## DOCUMENT PASSAGE

Hello! So glad to start this series of columns at Coffeehouse for Writers. As an experienced writer and new Coffeehouse barista, I’ll serve you here jolts of motivation and how-tos to help you grow your writing from right where you are—to bloom where you’re writing.

We’re all at different levels, with different writing visions, goals, inclinations, and preferences. Whatever your writing stage and genre(s), I hope these monthly columns help you find inspiration, renewed drive, and improved skills. Please do feel free to comment and suggest topics you’re struggling with, curious about, and want to understand better.

So to begin . . .

* * * * * *
You may think it’s odd, even eccentric, to read a brand-new column with the first title “The End.” But when we take a long view, it can guide us throughout our entire writing life. We’re all probably uncomfortable looking at our birthdate and wondering what’s to follow the hyphen, but staring at that space can energize our writing.

How? By declaring our longterm writing goals. Do you have them? Maybe you’ve avoided this question, but facing it can give us greater purpose and momentum. For example . . .

Mystery writer Sue Grafton took on the alphabet. So far, she’s published 22 novels featuring her PI heroine, from A is for Alibi to V is for Vengeance. Going strong at 70, Grafton promises the rest, culminating with the 28th, Z is for Zero, in a few years.

On a blog, a writer lamented her low productivity and prodded herself: “Geez, I only need to do 20 books. That’s a career, right?” My longterm goals? Similar: 25 quality books (well, now 24 with publication of my first, Trust Your Life: Forgive Yourself and Go After Your Dreams); a heap of writers’ craft pieces, spiritual articles, and essays as I observe life and decipher my 697 post-its; and poems as they emerge. Highly prolific paranormal mystery writer Aaron Lazar declared in an interview he wants to write 100 books by the time he dies. He’s currently at 16 and writing on schedule.

Confronting the other side of the hyphen sharpens our purpose, ambitions, and writing itself. Ask yourself: What, really, are my lifetime writing goals? Please, not the externals—you know, the big Fs: fame, fortune, and Fifty Million Facebook Friends. Rather, what satisfies you for more than half a day, what makes you soar when you’re alone and quiet? What makes you celebrate your creative self?

Aaron Lazar answered these questions in a moving essay. Despite his lifetime writing goals and many awards, Lazar describes a profoundly illuminating moment in his writing career. The mother of a writing friend became seriously ill, and in her last days the daughter read to her from one of Lazar’s books. Every time the daughter asked if she should keep reading, her mother nodded, and the daughter continued for hours. Lazar writes, “In a flash, I realized if one woman could be comforted on her deathbed by my books—I’d already reached the definitive pinnacle of success.”

## GOALS
**a.** From the writing column, extract the passage starting with "So to begin" and going on through "example . . .".
**b.** According to the writing column, how many books does Aaron Lazar want to write by the time he dies?
**c.** Carry on the writing column from the point where it stops.

## RECORDED INFORMATION
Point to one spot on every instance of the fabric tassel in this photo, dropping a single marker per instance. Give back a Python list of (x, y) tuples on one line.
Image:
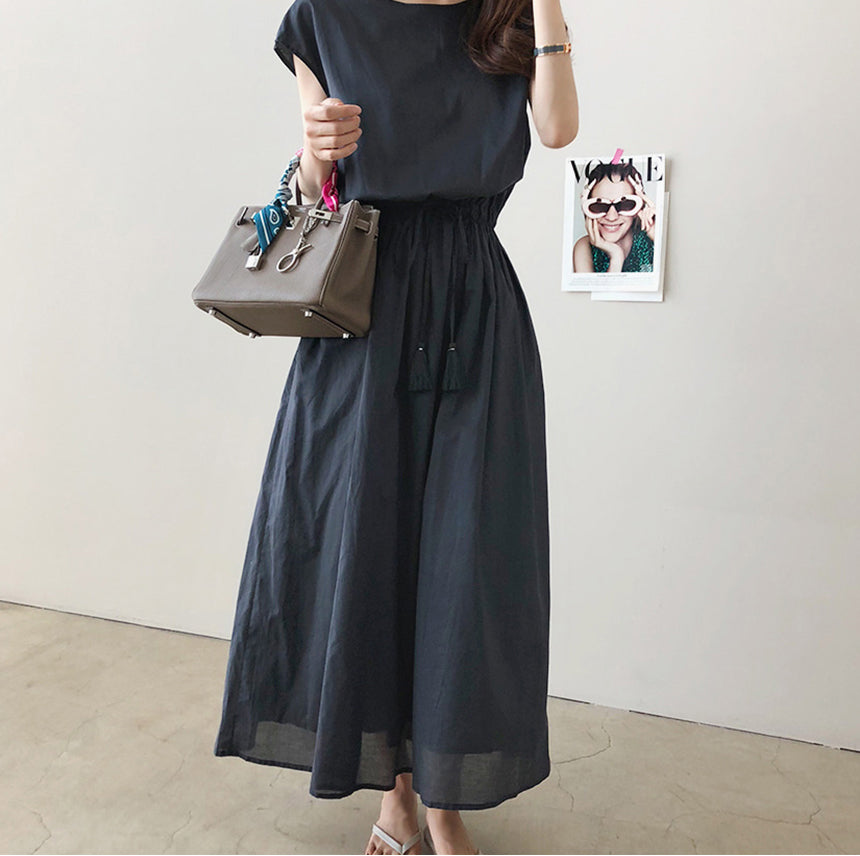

## RESPONSES FOR EACH TASK
**a.**
So to begin . . .

* * * * * *
You may think it’s odd, even eccentric, to read a brand-new column with the first title “The End.” But when we take a long view, it can guide us throughout our entire writing life. We’re all probably uncomfortable looking at our birthdate and wondering what’s to follow the hyphen, but staring at that space can energize our writing.

How? By declaring our longterm writing goals. Do you have them? Maybe you’ve avoided this question, but facing it can give us greater purpose and momentum. For example . . .

**b.** 100 books

**c.**
Addressing all of us, he continues, “So keep writing and imagine the best. Not the money, not the fame, not the ability to quit that day job. Imagine affecting one solitary soul in their final moments on this earth, and you’ll have pictured . . . the ultimate reward.”

I’ve always cherished a related reward, expressed by George Bernard Shaw, who recognizes the importance of our purpose and commitment to it. Incidentally, he wrote 63 plays, several novels, many influential political and philosophical treatises, and kept writing until the other side of the hyphen at age 94:

This is the true joy in life, the being used for a purpose recognized by yourself as a mighty one; the being thoroughly worn out before you are

thrown on the scrap heap . . . .

Unsavory scrap heap aside, this declaration of being “written out,” as a colleague labels it, can sustain and invigorate us. More than likely, we’ll never write all we want to or transform every post-it and pebble of an idea into a polished gem. But when we identify our “mighty” purpose, in Shaw’s words, we fuel our writing and our lives.

So, what really compels you to write? What must you convey? What’s your writing purpose? Let it emerge gently, with words that become a refreshing and stirring reminder.

With your identified purpose, you can still declare a number-of-works goal. It doesn’t have to be your sole declaration, and you can change it at any moment. The two together will steer and steady you.

Here are some statements from other writers of their purpose in writing:

Capture the essence.

Share my gifts.

Help other writers.

Illuminate injustices.

Show human fragility and magnificence.

Acknowledge the possible; imagine and describe the impossible.

Celebrate the power of love.

And you?

As you ask your mind to reveal your purpose, it will come. You’ll know it’s the right one—at your present stage—by a great feeling of relief and peace, right peg slipping easily into right slot. Write your purpose down in big block letters and tape it to your refrigerator, prop it up in front of your keyboard, or splash it across your desktop. Your writing purpose will soak into your mind, spur all your work and their numbers, power your writing, and live joyfully with you until the end.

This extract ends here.